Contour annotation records
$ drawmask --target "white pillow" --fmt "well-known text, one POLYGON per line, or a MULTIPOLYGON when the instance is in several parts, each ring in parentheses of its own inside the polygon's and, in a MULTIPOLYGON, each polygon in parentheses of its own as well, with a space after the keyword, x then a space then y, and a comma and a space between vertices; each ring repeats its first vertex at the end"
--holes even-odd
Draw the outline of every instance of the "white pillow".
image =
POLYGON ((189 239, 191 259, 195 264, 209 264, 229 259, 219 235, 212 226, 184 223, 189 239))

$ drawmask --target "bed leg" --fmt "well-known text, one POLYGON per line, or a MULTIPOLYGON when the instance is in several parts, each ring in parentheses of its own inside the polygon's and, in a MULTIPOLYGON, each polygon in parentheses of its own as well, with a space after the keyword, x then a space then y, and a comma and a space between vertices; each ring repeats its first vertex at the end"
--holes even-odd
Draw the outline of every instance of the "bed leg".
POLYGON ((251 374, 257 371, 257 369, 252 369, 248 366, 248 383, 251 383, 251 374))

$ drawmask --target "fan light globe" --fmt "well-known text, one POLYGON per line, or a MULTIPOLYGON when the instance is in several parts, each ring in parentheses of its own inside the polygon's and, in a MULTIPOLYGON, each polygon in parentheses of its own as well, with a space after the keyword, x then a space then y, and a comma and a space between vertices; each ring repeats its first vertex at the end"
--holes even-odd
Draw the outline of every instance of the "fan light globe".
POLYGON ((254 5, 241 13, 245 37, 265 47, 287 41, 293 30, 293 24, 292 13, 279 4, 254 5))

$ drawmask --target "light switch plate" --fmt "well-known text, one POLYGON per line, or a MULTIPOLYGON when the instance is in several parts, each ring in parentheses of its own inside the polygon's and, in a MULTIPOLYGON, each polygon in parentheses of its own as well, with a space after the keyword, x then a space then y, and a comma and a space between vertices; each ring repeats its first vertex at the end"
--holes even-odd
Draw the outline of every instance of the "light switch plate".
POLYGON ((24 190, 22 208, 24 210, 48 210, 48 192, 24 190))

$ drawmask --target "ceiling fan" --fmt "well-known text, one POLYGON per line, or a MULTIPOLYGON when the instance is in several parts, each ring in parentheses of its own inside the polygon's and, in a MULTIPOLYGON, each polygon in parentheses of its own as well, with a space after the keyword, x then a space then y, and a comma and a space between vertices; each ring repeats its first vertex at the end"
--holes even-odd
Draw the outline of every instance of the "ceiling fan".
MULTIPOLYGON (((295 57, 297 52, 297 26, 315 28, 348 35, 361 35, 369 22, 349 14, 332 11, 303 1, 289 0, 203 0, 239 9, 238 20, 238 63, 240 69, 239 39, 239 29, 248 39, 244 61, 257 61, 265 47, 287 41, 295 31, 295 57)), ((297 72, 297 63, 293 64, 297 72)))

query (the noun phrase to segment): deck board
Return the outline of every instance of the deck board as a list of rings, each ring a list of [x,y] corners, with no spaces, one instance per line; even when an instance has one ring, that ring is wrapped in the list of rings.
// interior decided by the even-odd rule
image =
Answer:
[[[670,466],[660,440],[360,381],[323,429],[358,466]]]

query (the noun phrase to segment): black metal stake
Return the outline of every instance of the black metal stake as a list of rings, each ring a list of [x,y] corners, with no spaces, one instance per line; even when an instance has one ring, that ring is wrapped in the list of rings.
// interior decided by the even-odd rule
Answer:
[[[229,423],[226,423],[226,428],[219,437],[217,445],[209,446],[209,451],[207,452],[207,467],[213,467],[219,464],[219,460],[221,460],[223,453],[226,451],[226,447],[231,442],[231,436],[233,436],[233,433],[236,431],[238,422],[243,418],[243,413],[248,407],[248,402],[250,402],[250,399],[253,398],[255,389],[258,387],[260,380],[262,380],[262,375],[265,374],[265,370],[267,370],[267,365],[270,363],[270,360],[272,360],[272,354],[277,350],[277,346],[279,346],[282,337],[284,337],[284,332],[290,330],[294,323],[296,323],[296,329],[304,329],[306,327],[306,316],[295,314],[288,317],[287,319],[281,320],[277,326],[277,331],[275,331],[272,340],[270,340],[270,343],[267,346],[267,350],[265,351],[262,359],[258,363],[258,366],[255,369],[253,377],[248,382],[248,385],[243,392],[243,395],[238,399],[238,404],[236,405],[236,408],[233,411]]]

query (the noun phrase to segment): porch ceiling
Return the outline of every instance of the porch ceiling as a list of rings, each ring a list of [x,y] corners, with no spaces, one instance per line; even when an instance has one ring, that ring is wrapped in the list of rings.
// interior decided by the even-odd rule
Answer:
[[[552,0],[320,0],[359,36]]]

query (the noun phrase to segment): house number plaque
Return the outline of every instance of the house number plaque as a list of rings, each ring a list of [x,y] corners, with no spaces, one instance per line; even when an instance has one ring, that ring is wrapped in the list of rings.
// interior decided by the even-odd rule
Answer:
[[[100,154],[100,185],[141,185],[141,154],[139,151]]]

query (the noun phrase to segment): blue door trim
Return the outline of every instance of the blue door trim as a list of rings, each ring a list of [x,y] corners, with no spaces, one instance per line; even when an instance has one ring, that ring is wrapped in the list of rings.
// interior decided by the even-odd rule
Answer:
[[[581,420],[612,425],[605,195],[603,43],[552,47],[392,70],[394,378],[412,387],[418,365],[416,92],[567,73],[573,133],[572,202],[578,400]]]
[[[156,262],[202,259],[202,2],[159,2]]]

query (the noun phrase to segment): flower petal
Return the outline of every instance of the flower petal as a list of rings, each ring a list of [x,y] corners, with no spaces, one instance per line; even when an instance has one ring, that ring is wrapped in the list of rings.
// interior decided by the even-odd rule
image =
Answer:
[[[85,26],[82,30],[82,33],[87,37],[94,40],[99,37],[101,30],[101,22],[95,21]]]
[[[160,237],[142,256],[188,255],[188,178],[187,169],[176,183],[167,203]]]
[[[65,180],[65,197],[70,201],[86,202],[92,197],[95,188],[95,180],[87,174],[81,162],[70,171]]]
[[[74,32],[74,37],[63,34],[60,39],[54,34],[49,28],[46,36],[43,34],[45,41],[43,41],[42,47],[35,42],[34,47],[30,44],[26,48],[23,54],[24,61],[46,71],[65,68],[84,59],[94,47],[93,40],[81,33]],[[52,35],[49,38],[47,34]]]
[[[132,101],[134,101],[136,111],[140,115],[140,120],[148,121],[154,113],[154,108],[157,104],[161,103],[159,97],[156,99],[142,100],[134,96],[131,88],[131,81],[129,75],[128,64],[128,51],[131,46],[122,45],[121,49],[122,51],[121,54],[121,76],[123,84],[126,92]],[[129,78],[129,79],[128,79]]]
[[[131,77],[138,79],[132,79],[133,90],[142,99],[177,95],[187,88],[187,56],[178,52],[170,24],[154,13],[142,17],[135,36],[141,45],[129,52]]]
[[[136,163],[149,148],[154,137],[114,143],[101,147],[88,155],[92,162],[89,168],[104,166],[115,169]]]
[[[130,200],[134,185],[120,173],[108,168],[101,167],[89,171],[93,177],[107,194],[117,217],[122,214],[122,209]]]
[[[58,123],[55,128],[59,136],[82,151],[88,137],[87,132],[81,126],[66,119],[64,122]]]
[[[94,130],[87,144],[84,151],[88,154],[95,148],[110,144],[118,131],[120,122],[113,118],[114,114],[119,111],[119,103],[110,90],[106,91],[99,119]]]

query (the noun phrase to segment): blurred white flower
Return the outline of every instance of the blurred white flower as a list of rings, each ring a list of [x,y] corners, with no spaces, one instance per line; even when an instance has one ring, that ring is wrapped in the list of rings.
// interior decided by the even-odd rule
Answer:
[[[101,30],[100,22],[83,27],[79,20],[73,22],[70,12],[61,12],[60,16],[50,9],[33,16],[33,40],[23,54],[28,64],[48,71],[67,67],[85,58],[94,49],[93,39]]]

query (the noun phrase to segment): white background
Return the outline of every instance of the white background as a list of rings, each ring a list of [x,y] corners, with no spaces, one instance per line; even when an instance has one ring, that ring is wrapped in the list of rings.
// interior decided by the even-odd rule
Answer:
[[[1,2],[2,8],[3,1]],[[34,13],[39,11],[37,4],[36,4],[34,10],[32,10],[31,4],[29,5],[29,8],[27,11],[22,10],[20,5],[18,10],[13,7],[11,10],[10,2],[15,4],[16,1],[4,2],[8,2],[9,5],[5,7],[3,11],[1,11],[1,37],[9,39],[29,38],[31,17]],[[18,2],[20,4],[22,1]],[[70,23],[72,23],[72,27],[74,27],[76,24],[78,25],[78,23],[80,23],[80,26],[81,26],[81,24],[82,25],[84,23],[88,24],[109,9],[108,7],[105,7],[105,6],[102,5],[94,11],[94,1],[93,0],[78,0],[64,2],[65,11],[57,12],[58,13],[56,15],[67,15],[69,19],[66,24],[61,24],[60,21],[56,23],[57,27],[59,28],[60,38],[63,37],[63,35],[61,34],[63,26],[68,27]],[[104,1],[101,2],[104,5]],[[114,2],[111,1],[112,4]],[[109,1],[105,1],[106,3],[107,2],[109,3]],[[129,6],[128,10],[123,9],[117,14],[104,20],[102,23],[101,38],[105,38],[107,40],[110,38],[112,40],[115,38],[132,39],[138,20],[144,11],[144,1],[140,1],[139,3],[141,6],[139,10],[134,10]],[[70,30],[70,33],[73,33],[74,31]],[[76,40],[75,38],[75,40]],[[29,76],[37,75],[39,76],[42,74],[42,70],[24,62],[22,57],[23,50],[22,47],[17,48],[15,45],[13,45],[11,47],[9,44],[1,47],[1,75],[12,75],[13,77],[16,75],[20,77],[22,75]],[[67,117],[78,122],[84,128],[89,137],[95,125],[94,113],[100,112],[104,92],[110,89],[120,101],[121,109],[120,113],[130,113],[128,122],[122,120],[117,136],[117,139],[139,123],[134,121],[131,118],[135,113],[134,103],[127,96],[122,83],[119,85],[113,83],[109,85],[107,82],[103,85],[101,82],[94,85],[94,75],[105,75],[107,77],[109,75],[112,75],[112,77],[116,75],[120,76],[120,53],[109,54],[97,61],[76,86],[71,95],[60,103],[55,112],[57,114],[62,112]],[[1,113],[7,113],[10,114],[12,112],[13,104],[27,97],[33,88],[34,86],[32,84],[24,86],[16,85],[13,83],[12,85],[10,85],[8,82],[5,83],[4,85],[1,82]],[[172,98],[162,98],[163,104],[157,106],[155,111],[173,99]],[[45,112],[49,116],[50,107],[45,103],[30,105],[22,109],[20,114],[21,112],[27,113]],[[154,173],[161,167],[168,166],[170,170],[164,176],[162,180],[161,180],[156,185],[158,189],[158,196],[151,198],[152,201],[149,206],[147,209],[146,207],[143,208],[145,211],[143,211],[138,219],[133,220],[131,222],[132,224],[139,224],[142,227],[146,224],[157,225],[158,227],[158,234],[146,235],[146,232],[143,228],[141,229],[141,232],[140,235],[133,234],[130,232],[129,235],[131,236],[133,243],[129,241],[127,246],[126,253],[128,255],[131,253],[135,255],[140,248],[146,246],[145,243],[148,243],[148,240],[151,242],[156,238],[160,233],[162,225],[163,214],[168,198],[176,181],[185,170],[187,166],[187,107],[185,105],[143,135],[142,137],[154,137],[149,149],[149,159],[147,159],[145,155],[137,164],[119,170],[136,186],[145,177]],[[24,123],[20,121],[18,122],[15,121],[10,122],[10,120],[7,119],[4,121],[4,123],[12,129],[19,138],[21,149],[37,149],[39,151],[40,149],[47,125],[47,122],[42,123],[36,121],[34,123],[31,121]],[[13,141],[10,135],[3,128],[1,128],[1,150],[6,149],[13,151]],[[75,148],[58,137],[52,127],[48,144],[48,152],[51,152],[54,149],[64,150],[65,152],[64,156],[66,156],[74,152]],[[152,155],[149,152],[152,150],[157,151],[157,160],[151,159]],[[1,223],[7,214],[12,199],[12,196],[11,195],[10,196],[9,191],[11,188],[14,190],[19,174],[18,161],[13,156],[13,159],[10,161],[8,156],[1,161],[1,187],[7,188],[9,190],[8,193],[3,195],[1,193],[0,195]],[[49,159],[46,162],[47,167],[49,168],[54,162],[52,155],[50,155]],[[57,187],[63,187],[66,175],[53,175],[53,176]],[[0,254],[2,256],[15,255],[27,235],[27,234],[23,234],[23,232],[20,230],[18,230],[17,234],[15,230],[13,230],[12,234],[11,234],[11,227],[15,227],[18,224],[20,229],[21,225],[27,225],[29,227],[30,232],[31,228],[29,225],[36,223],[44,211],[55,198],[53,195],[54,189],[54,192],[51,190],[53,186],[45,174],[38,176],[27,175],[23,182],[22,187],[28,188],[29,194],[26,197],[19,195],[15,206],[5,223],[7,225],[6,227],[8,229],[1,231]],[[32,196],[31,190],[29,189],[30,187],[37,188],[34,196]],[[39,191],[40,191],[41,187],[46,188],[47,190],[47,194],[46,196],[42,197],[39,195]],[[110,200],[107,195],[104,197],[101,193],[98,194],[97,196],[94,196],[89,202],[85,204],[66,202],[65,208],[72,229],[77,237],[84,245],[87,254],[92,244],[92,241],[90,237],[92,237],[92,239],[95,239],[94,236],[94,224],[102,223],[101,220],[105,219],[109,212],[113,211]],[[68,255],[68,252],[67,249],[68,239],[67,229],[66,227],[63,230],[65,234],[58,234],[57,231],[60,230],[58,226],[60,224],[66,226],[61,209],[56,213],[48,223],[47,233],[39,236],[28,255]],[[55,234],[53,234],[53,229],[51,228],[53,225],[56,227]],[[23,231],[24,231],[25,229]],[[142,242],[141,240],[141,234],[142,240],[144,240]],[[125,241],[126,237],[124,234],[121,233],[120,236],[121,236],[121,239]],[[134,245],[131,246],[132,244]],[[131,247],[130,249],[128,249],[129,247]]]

▸ **DO THIS**
How many lines of the items above contain the string "flower"? Case counts; reply with the number only.

▸ **TASK ANSWER**
4